**REQUIREMENTS:** Please pull out each line of the data below that contains the word "tower", copying every such line whole. Case counts, so match capital and lowercase letters.

**DATA TO PROCESS:**
*-*-*

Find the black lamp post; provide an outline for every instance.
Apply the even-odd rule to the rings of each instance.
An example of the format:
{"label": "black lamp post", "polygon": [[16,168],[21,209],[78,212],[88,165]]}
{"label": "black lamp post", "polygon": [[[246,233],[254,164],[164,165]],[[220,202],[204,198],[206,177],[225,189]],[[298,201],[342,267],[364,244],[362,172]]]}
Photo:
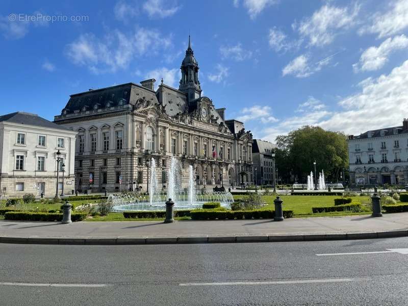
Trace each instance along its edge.
{"label": "black lamp post", "polygon": [[62,168],[61,170],[62,170],[62,191],[61,192],[60,196],[64,196],[65,195],[64,194],[64,173],[65,172],[65,164],[62,164]]}
{"label": "black lamp post", "polygon": [[58,177],[60,175],[60,162],[61,161],[61,158],[60,157],[61,152],[60,152],[59,150],[57,151],[56,155],[57,156],[57,188],[55,191],[55,198],[58,199],[59,197],[58,196]]}
{"label": "black lamp post", "polygon": [[272,151],[272,179],[273,180],[273,193],[276,193],[276,170],[275,170],[275,156],[276,154],[275,153],[275,150],[273,150]]}

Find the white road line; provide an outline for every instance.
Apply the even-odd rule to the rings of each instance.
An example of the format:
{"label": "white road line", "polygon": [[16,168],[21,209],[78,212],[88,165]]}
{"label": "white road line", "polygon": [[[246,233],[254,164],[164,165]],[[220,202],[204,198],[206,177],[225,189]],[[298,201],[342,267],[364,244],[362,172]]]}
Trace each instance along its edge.
{"label": "white road line", "polygon": [[299,280],[276,280],[271,282],[225,282],[223,283],[187,283],[178,286],[236,286],[242,285],[285,285],[291,284],[313,284],[316,283],[345,283],[353,282],[353,278],[330,278],[327,279],[303,279]]}
{"label": "white road line", "polygon": [[395,253],[393,251],[377,251],[375,252],[354,252],[353,253],[332,253],[316,254],[316,256],[334,256],[335,255],[358,255],[359,254],[377,254],[380,253]]}
{"label": "white road line", "polygon": [[8,283],[0,282],[0,286],[19,286],[26,287],[56,287],[101,288],[110,286],[105,284],[47,284],[41,283]]}

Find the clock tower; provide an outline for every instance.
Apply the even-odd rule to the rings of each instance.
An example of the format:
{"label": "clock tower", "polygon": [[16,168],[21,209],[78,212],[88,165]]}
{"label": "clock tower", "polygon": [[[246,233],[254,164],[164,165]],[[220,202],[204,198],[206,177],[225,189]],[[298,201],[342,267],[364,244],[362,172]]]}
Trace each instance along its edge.
{"label": "clock tower", "polygon": [[188,36],[188,47],[186,50],[186,56],[180,67],[182,79],[178,90],[186,93],[187,100],[192,101],[201,97],[201,89],[198,81],[198,63],[195,59],[194,51],[191,48],[190,35]]}

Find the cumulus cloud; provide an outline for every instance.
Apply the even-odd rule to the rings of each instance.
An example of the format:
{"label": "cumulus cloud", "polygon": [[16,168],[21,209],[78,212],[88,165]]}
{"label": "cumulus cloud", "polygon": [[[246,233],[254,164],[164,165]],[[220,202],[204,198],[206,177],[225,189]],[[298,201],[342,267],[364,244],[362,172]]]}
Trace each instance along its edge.
{"label": "cumulus cloud", "polygon": [[359,34],[374,33],[381,38],[397,34],[408,27],[408,1],[397,0],[389,6],[390,9],[385,13],[374,14],[372,24],[360,29]]}
{"label": "cumulus cloud", "polygon": [[391,53],[407,47],[408,38],[403,34],[389,37],[378,47],[370,47],[363,53],[359,63],[353,65],[354,72],[378,70],[388,61]]}
{"label": "cumulus cloud", "polygon": [[214,73],[210,73],[208,75],[208,79],[211,82],[217,83],[221,83],[225,81],[225,78],[229,75],[229,68],[227,67],[222,66],[221,64],[217,64],[216,67],[216,72]]}
{"label": "cumulus cloud", "polygon": [[130,34],[116,30],[103,38],[92,33],[82,34],[67,45],[65,54],[74,64],[99,73],[127,68],[132,59],[170,45],[171,36],[164,37],[155,30],[140,28]]}
{"label": "cumulus cloud", "polygon": [[240,43],[235,46],[222,46],[220,47],[220,52],[223,59],[231,58],[241,62],[252,57],[252,51],[246,50],[242,48]]}
{"label": "cumulus cloud", "polygon": [[[243,4],[248,11],[251,19],[255,19],[266,8],[277,3],[276,0],[243,0]],[[240,1],[234,0],[234,6],[239,6]]]}
{"label": "cumulus cloud", "polygon": [[339,31],[349,28],[356,22],[359,7],[337,7],[323,6],[310,17],[297,24],[292,24],[302,37],[309,39],[311,46],[322,46],[330,43]]}
{"label": "cumulus cloud", "polygon": [[165,67],[155,69],[148,71],[145,76],[146,79],[155,79],[156,80],[156,88],[161,83],[163,78],[163,83],[172,87],[175,88],[177,82],[180,79],[180,69],[176,68],[168,69]]}
{"label": "cumulus cloud", "polygon": [[250,108],[244,108],[241,111],[242,115],[237,119],[242,122],[253,120],[261,120],[263,123],[276,122],[278,119],[272,115],[272,110],[269,106],[254,105]]}

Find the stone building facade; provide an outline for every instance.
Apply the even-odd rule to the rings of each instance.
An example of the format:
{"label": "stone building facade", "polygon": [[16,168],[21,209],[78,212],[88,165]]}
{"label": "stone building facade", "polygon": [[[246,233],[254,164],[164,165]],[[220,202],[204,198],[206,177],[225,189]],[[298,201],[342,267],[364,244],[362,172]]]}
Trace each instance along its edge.
{"label": "stone building facade", "polygon": [[37,115],[18,112],[0,116],[0,191],[3,196],[26,193],[55,195],[57,152],[59,150],[59,191],[65,164],[66,193],[74,189],[74,159],[76,132]]}
{"label": "stone building facade", "polygon": [[201,96],[198,69],[189,41],[178,89],[162,80],[155,90],[150,79],[71,95],[55,122],[78,133],[76,189],[145,191],[152,158],[165,188],[173,156],[181,163],[183,187],[190,165],[199,188],[251,183],[252,135]]}
{"label": "stone building facade", "polygon": [[408,183],[408,120],[402,125],[349,135],[350,183]]}

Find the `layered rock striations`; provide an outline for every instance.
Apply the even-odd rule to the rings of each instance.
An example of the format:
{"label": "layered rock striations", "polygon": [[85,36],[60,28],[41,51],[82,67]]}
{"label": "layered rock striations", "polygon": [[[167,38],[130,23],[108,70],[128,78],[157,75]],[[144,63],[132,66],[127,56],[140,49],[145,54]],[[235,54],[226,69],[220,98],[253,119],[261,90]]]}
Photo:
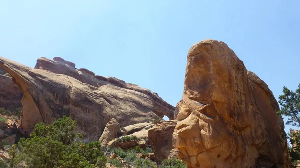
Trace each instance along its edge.
{"label": "layered rock striations", "polygon": [[276,99],[224,43],[190,48],[182,97],[173,141],[189,168],[289,167]]}
{"label": "layered rock striations", "polygon": [[12,112],[22,107],[23,94],[10,74],[0,67],[0,107]]}
{"label": "layered rock striations", "polygon": [[113,118],[124,127],[158,116],[174,117],[174,107],[148,89],[78,69],[62,58],[40,58],[32,69],[0,57],[0,67],[23,93],[19,128],[24,135],[37,123],[50,124],[64,115],[77,121],[87,141],[99,140]]}
{"label": "layered rock striations", "polygon": [[171,150],[174,148],[172,137],[176,124],[176,120],[166,121],[158,123],[149,129],[149,141],[158,165],[164,159],[168,158]]}

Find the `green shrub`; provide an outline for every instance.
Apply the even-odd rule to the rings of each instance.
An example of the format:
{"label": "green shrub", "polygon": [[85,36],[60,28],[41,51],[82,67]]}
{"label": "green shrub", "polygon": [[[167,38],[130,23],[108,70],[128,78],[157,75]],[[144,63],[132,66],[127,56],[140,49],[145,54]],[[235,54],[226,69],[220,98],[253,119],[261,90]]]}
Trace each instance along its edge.
{"label": "green shrub", "polygon": [[118,155],[118,156],[122,158],[124,158],[126,157],[128,153],[123,150],[121,148],[118,148],[114,149],[114,152]]}
{"label": "green shrub", "polygon": [[[103,168],[107,161],[100,141],[79,142],[76,121],[64,116],[46,126],[38,124],[31,137],[22,138],[10,150],[12,168],[24,162],[28,168]],[[99,165],[98,165],[99,164]]]}
{"label": "green shrub", "polygon": [[134,149],[138,153],[140,153],[142,150],[142,147],[140,147],[140,146],[136,146],[136,147],[134,147]]}
{"label": "green shrub", "polygon": [[126,140],[125,140],[125,139],[124,137],[122,138],[118,138],[116,139],[116,142],[126,142]]}
{"label": "green shrub", "polygon": [[153,151],[153,149],[152,149],[152,148],[150,148],[150,147],[146,148],[145,151],[148,153],[154,153],[154,151]]}
{"label": "green shrub", "polygon": [[136,150],[135,149],[134,149],[133,148],[130,148],[130,149],[127,150],[127,153],[136,153]]}
{"label": "green shrub", "polygon": [[18,119],[19,119],[19,118],[18,118],[18,116],[15,116],[15,115],[12,115],[12,116],[11,117],[12,117],[12,118],[13,118],[13,119],[14,119],[14,120],[18,120]]}
{"label": "green shrub", "polygon": [[3,107],[1,107],[0,108],[0,114],[9,116],[10,114],[12,114],[12,112],[9,110],[6,110]]}
{"label": "green shrub", "polygon": [[172,158],[172,160],[164,160],[162,165],[160,166],[160,168],[188,168],[188,165],[186,165],[182,160],[178,158]]}
{"label": "green shrub", "polygon": [[116,158],[109,160],[108,163],[111,164],[112,165],[114,165],[116,166],[118,168],[122,166],[120,161],[119,161],[119,160]]}
{"label": "green shrub", "polygon": [[134,152],[134,153],[130,153],[128,154],[128,155],[127,155],[126,157],[125,157],[125,158],[124,158],[124,159],[128,162],[132,162],[132,161],[134,161],[134,160],[135,160],[137,157],[138,157],[138,156],[136,155],[136,153]]}
{"label": "green shrub", "polygon": [[8,168],[10,167],[8,163],[2,160],[0,160],[0,168]]}
{"label": "green shrub", "polygon": [[6,118],[3,116],[0,116],[0,121],[1,121],[2,122],[5,123],[8,120],[8,119],[6,119]]}
{"label": "green shrub", "polygon": [[134,168],[154,168],[154,162],[148,159],[137,158],[134,163]]}
{"label": "green shrub", "polygon": [[140,138],[134,135],[132,135],[131,139],[132,140],[138,140],[138,141],[140,140]]}
{"label": "green shrub", "polygon": [[18,117],[20,117],[21,116],[21,112],[22,111],[22,107],[18,107],[16,108],[16,111],[14,112],[14,113]]}
{"label": "green shrub", "polygon": [[124,139],[125,139],[125,141],[130,141],[132,138],[130,136],[125,136],[124,137]]}

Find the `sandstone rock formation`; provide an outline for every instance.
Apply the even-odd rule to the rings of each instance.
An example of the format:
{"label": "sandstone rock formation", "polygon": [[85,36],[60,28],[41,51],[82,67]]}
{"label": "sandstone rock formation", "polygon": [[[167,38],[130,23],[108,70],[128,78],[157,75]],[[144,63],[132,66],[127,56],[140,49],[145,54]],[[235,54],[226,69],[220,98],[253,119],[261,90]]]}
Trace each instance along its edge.
{"label": "sandstone rock formation", "polygon": [[189,168],[289,167],[276,99],[224,43],[190,48],[180,106],[174,143]]}
{"label": "sandstone rock formation", "polygon": [[122,135],[118,136],[118,139],[122,139],[126,136],[136,136],[139,140],[132,140],[130,141],[118,142],[118,139],[115,138],[110,141],[108,146],[112,148],[121,148],[122,149],[134,148],[136,146],[140,146],[142,148],[146,148],[150,146],[148,137],[150,126],[154,126],[154,124],[151,122],[144,122],[137,123],[129,125],[124,128],[124,130],[122,130]]}
{"label": "sandstone rock formation", "polygon": [[0,67],[0,107],[14,112],[22,107],[22,97],[21,90],[12,82],[12,76]]}
{"label": "sandstone rock formation", "polygon": [[120,123],[113,118],[106,124],[99,141],[100,141],[102,145],[107,145],[112,139],[116,138],[118,135],[120,135],[121,134]]}
{"label": "sandstone rock formation", "polygon": [[167,115],[174,107],[156,93],[114,77],[95,75],[59,57],[38,60],[34,69],[0,57],[0,67],[12,76],[24,94],[19,127],[24,135],[35,124],[54,122],[64,115],[77,121],[86,141],[98,140],[115,118],[121,127]]}
{"label": "sandstone rock formation", "polygon": [[149,129],[149,141],[154,152],[158,164],[168,159],[171,150],[174,148],[172,137],[177,121],[166,121],[158,123]]}

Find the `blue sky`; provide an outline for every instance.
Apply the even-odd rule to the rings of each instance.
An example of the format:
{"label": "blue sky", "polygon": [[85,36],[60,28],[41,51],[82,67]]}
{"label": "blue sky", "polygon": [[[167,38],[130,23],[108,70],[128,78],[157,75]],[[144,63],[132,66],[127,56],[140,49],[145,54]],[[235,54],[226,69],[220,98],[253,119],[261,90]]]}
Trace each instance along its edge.
{"label": "blue sky", "polygon": [[[0,56],[60,56],[97,75],[182,98],[186,55],[225,42],[276,98],[300,83],[300,1],[0,0]],[[289,127],[288,127],[289,128]]]}

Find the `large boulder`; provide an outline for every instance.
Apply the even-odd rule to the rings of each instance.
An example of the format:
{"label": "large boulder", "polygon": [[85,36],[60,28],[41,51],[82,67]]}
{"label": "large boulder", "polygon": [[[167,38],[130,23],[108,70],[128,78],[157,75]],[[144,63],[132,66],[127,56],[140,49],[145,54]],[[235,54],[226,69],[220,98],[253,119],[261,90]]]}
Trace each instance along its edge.
{"label": "large boulder", "polygon": [[149,129],[149,141],[152,146],[158,165],[168,159],[173,148],[172,137],[177,124],[176,120],[166,121],[158,123]]}
{"label": "large boulder", "polygon": [[116,120],[112,118],[106,124],[103,134],[101,135],[99,141],[102,145],[107,145],[112,139],[116,138],[118,135],[121,135],[121,127]]}
{"label": "large boulder", "polygon": [[174,107],[156,93],[114,77],[95,75],[60,57],[41,58],[34,69],[0,57],[24,94],[19,131],[29,135],[34,125],[67,115],[77,121],[85,141],[98,140],[112,118],[120,127],[146,122],[164,115],[174,117]]}
{"label": "large boulder", "polygon": [[289,168],[276,99],[224,42],[190,48],[180,105],[173,141],[189,168]]}

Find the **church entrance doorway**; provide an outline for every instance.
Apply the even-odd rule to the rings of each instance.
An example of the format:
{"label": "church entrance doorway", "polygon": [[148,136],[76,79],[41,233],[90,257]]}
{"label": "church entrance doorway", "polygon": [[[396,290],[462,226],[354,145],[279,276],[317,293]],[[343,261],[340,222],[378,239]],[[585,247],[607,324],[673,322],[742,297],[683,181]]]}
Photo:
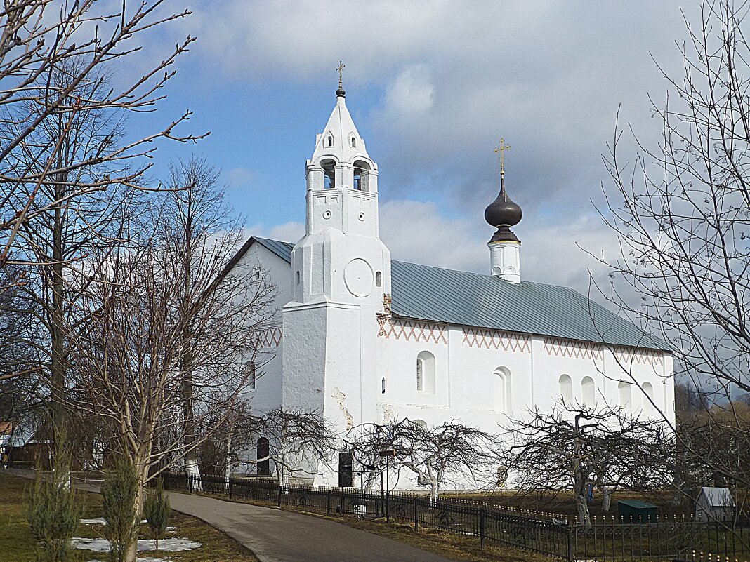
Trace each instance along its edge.
{"label": "church entrance doorway", "polygon": [[351,488],[354,480],[352,474],[352,452],[338,453],[338,487]]}
{"label": "church entrance doorway", "polygon": [[[256,459],[262,459],[268,456],[268,440],[265,437],[258,439],[258,449],[256,453]],[[268,476],[271,474],[271,463],[268,459],[257,463],[257,467],[258,476]]]}

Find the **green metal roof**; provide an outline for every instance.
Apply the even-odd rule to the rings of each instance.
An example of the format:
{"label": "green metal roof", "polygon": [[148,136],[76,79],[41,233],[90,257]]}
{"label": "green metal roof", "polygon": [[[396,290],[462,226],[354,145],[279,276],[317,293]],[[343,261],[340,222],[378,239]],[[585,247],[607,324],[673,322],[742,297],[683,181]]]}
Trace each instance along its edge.
{"label": "green metal roof", "polygon": [[[292,244],[254,238],[291,261]],[[392,309],[398,316],[540,336],[668,351],[661,340],[567,287],[468,271],[391,262]]]}

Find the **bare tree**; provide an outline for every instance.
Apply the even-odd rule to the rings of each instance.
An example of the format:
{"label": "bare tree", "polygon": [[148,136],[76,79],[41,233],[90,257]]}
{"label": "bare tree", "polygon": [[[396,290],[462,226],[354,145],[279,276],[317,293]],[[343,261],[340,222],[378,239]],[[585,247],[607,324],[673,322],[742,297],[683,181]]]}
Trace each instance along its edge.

*-*-*

**THE ANSWER:**
Find the clock tower; provide an outline for every instance.
{"label": "clock tower", "polygon": [[16,168],[21,209],[78,212],[88,165]]}
{"label": "clock tower", "polygon": [[[246,233],[254,164],[164,165]],[[220,202],[204,198],[206,177],[225,189]],[[298,201],[342,267],[364,244],[362,172]]]}
{"label": "clock tower", "polygon": [[188,36],[188,47],[186,50],[186,56],[180,67],[182,79],[178,90],[186,93],[187,100],[192,101],[201,97],[201,89],[198,81],[198,63],[195,59],[194,51],[191,48],[190,35]]}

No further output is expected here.